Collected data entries

★ ★ ★ ★ ★ ★ ★

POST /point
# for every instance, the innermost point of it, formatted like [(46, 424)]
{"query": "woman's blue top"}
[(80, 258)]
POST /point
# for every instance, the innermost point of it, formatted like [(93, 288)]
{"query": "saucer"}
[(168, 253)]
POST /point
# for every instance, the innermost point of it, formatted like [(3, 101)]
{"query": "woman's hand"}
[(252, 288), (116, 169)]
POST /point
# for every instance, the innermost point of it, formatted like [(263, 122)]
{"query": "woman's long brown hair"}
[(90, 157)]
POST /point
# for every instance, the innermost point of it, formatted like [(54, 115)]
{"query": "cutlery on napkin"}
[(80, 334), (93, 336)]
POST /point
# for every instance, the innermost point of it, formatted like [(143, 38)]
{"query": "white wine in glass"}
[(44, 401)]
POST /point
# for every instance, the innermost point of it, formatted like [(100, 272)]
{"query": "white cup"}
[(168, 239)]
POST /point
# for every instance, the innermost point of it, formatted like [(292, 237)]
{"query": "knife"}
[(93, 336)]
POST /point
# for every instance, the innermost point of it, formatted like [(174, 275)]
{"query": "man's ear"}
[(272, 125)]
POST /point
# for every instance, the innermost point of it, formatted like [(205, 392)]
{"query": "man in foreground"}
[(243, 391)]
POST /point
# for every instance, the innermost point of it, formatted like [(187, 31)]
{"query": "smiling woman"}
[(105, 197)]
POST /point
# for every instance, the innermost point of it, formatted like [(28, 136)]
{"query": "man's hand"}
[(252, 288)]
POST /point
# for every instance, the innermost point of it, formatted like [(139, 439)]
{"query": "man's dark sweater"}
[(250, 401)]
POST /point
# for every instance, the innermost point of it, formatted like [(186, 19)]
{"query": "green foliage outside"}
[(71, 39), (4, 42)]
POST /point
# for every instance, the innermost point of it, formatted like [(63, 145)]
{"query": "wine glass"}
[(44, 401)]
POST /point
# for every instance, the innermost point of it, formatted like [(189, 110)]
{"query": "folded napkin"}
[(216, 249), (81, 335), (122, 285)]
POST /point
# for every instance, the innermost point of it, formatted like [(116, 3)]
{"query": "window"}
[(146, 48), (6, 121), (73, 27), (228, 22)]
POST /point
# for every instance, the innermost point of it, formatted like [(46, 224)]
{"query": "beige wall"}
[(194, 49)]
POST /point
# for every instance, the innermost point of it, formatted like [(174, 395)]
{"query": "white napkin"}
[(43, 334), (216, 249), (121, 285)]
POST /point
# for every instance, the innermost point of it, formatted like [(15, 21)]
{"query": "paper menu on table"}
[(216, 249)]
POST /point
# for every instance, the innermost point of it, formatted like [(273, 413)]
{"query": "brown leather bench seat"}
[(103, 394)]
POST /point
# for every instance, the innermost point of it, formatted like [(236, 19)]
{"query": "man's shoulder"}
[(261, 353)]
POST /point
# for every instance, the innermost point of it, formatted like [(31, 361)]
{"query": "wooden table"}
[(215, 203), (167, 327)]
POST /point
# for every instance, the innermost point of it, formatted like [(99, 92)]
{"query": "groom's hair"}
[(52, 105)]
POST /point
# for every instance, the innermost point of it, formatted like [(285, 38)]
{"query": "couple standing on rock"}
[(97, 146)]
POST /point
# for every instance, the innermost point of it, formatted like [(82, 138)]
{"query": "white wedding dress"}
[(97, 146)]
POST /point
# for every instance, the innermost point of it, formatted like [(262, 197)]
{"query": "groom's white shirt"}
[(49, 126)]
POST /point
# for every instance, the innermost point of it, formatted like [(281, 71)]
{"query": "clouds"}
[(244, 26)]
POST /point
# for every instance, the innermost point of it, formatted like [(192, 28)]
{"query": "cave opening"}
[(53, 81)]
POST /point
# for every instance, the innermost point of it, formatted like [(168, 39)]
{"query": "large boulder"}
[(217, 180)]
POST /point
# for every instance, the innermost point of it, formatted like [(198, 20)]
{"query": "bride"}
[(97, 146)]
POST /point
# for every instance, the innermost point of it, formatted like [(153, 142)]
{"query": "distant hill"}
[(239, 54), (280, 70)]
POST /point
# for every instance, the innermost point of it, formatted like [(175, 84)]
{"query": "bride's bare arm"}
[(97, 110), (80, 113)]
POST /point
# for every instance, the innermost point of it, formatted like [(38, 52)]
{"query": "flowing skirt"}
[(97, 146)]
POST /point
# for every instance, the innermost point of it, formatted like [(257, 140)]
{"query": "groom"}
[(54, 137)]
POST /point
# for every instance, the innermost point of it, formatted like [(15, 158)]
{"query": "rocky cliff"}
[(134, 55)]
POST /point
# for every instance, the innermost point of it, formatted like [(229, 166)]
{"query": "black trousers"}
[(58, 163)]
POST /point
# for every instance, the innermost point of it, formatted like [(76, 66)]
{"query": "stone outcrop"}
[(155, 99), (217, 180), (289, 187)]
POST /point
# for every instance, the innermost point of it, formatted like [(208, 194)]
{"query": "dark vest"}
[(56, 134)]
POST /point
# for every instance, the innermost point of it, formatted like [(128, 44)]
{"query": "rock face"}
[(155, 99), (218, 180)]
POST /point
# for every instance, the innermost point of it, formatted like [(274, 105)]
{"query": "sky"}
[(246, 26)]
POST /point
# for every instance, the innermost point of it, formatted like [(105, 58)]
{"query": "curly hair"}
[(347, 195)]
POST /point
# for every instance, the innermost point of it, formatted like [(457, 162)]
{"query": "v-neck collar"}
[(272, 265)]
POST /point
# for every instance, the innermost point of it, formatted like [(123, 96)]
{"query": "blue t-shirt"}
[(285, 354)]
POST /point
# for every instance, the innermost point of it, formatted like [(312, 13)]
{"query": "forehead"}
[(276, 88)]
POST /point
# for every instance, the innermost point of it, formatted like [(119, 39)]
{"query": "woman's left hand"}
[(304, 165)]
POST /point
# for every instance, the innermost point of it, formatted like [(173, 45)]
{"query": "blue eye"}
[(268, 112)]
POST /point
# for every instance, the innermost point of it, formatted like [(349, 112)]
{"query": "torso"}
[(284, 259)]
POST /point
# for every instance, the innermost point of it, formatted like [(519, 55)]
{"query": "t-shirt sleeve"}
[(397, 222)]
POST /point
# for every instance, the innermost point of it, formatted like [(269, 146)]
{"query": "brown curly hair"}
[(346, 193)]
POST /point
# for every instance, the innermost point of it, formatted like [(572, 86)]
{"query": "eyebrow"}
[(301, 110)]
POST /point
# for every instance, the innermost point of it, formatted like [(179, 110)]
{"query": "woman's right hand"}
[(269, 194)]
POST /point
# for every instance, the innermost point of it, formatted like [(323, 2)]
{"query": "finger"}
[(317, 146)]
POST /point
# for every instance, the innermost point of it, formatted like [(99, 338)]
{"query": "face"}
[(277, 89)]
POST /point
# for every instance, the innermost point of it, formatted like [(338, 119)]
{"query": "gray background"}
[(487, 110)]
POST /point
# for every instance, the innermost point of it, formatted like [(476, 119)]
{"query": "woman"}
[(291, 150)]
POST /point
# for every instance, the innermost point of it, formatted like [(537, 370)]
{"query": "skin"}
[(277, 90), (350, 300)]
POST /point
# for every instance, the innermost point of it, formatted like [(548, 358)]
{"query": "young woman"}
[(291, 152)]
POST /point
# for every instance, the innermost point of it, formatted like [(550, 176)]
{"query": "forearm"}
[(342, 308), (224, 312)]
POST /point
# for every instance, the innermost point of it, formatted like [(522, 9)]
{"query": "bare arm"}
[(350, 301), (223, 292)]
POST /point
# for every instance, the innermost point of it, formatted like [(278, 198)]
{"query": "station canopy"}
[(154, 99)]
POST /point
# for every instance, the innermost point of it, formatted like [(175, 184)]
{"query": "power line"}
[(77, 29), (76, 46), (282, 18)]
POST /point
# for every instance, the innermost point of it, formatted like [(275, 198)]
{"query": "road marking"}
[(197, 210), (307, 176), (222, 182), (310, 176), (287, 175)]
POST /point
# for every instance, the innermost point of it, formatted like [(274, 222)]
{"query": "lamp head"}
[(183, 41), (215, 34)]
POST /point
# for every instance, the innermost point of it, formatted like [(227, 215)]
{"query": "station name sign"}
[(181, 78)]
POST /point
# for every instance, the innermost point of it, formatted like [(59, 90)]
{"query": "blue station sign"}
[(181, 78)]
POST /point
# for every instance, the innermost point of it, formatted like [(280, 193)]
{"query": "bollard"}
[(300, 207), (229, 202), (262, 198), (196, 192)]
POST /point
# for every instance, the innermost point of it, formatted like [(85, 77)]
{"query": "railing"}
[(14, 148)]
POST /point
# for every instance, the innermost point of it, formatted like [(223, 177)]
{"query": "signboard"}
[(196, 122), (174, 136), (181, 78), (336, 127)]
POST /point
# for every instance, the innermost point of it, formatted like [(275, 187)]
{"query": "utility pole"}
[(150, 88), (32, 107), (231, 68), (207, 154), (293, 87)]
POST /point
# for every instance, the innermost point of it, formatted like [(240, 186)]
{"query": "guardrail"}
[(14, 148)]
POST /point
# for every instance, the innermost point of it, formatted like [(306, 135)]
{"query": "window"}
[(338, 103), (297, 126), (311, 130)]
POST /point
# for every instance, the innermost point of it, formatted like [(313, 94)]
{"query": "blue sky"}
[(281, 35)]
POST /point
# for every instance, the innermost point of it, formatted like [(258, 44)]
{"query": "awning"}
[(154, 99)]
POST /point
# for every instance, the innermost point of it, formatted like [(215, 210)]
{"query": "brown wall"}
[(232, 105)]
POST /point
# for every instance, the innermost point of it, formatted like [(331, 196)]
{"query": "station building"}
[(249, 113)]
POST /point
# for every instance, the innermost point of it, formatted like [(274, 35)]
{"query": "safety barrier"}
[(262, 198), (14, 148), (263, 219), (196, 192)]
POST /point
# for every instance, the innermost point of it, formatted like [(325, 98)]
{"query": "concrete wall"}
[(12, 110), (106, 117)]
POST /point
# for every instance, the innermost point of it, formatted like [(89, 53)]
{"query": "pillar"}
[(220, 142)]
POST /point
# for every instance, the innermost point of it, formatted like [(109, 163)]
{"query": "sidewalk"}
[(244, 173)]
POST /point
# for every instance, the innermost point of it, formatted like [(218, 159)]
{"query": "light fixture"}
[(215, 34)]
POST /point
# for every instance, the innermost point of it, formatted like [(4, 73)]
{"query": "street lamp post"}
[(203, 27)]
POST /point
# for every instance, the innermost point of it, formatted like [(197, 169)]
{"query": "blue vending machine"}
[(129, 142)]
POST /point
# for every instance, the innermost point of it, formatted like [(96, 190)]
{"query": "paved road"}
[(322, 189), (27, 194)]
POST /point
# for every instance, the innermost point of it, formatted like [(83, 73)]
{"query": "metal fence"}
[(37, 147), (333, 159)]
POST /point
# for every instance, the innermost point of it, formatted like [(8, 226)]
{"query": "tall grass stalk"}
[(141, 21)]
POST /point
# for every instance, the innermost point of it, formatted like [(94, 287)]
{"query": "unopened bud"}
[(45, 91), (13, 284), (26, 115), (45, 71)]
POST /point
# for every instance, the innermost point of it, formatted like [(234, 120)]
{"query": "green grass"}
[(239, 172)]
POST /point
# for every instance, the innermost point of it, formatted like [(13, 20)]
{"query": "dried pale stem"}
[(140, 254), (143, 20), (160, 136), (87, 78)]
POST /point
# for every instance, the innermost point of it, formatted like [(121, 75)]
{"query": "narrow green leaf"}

★ ★ ★ ★ ★ ★ ★

__The task__: The required output is the set of lines from the first line of the data through the line that contains "like [(139, 439)]", transcribed exactly.

__Answer space__:
POST /point
# for every instance, the innermost point of it, formatted like [(46, 424)]
{"query": "woman's blue top"}
[(80, 258)]
POST /point
# for every instance, the innermost point of it, formatted like [(93, 288)]
{"query": "saucer"}
[(168, 253)]
POST /point
# for every instance, the innermost point of it, formatted like [(3, 101)]
{"query": "woman's hand"}
[(252, 288), (116, 169)]
POST /point
# for every instance, the innermost point of it, formatted like [(263, 122)]
{"query": "woman's long brown hair"}
[(90, 157)]
POST /point
# for every instance, the innermost point of it, formatted like [(54, 115)]
{"query": "cutlery on napkin"}
[(80, 334), (93, 336)]
POST /point
# for every instance, the innermost point of it, formatted like [(143, 38)]
{"query": "white wine in glass"}
[(44, 401)]
POST /point
# for every instance, the innermost point of it, formatted like [(100, 272)]
{"query": "white cup"}
[(168, 239)]
POST /point
# for every instance, the innermost point of it, formatted like [(292, 237)]
{"query": "knife"}
[(93, 336)]
POST /point
# for every instance, the innermost point of it, formatted like [(174, 275)]
{"query": "man's ear"}
[(272, 125)]
POST /point
# for every instance, the innermost point of it, formatted like [(205, 392)]
{"query": "man in foreground"}
[(243, 391)]
POST /point
# for every instance, the innermost point of it, formatted like [(187, 31)]
{"query": "smiling woman"}
[(105, 197)]
POST /point
# for every instance, the innermost point of it, formatted like [(28, 136)]
{"query": "man's hand"}
[(252, 288)]
POST /point
# for every instance, the innermost point of it, formatted like [(139, 439)]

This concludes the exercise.